##### Input

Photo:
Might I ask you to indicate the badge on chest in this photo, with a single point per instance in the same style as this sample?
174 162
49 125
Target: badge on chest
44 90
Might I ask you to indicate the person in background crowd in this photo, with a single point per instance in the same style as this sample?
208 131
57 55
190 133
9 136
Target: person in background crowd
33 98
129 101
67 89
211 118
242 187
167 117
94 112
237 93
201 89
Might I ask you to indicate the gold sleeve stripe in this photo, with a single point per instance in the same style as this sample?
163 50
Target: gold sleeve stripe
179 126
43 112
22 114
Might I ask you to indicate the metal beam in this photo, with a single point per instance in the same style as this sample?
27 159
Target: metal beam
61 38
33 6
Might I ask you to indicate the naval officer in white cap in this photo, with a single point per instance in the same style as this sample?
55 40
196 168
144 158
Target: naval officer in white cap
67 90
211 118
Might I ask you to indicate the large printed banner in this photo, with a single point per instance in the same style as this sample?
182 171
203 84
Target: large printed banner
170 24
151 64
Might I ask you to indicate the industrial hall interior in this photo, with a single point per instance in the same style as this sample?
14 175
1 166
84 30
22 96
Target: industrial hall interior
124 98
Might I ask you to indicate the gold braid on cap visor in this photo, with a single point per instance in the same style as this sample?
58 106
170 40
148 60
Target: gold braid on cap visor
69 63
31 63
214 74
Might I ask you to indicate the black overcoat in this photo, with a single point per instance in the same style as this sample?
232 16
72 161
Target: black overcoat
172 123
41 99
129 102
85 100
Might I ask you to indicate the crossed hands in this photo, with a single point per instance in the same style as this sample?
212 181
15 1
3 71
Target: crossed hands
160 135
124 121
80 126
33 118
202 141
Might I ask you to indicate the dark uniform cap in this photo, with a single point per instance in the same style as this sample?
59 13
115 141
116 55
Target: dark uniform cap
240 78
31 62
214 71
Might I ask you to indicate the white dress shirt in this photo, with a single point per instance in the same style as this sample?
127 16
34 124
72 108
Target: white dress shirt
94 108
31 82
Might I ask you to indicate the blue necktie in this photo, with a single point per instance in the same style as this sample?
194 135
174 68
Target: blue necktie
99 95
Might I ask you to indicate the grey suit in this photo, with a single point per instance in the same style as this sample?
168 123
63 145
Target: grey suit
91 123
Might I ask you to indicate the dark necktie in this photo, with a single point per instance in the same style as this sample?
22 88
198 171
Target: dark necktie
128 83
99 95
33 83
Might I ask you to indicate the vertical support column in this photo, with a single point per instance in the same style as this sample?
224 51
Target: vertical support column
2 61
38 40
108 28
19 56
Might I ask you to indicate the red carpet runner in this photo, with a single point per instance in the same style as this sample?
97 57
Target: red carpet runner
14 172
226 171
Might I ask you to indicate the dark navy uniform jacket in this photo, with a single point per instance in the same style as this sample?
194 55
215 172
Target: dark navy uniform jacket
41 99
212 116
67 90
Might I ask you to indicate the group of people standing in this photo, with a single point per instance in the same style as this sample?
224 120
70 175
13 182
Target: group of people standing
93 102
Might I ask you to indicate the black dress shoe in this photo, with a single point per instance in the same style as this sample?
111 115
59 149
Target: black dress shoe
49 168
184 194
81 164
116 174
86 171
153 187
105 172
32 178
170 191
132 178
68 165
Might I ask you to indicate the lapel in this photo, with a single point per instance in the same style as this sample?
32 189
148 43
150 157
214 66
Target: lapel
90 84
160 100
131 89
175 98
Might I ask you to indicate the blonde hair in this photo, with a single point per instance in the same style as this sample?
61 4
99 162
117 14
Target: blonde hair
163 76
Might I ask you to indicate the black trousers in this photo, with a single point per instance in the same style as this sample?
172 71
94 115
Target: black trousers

##########

> Problem statement:
Scan the records for the string "trousers" and report each line where it occurs.

> Output:
Might I ask you to indicate the black trousers in this photo, with a single point per instance in the same style as this sample?
Target: black trousers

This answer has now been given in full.